» Exercise directions: Reproduce the listing starting at the line that has "For the image shown here, identify where the white" and stopping after the line that has "[583,49,611,87]", including the request. Scale every bounding-box coordinate in the answers by 0.45 and round each to a whole number, with halves rounded up.

» Raw records:
────

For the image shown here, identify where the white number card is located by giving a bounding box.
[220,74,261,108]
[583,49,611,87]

────

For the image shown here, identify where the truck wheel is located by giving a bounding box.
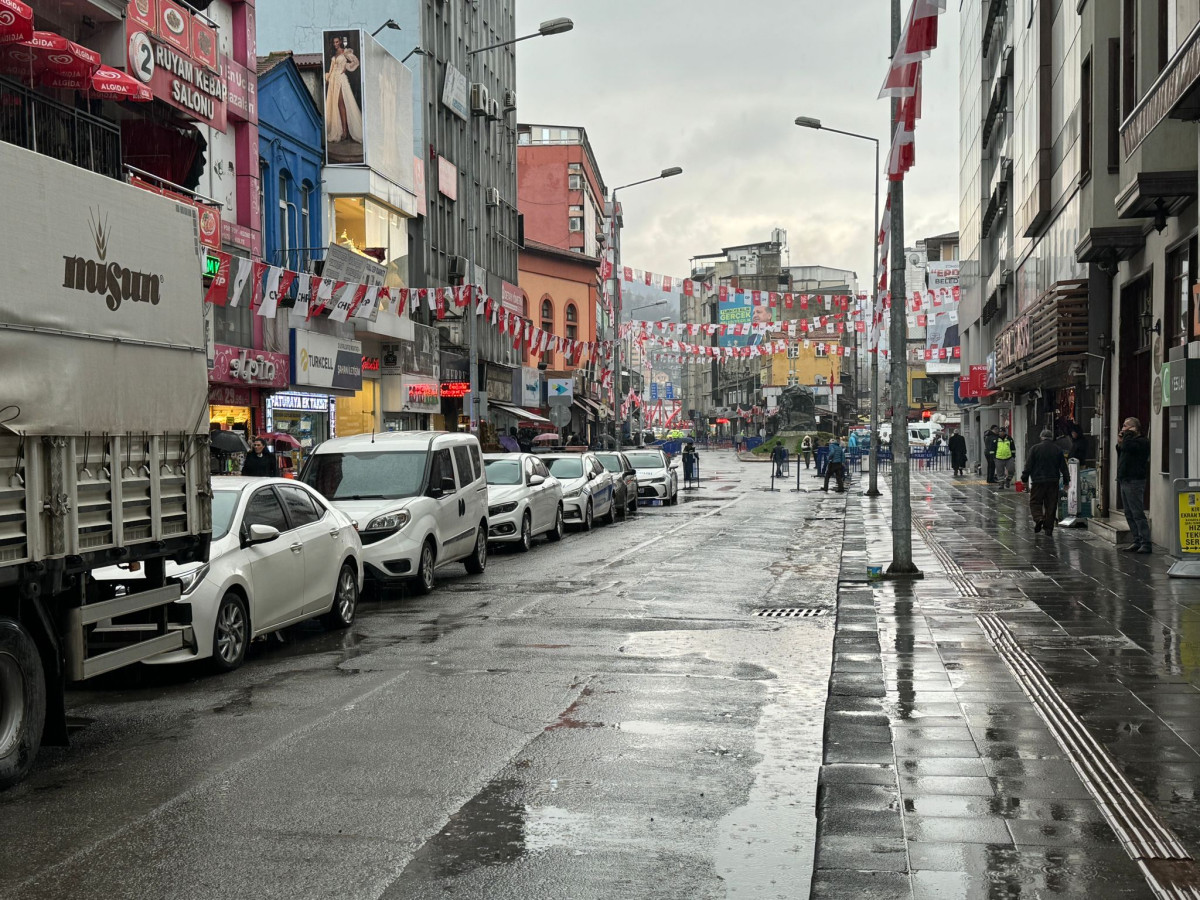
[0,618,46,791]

────

» Result:
For the image shown here, identify where the white number card is located by giving a bounding box.
[99,33,117,49]
[262,22,275,39]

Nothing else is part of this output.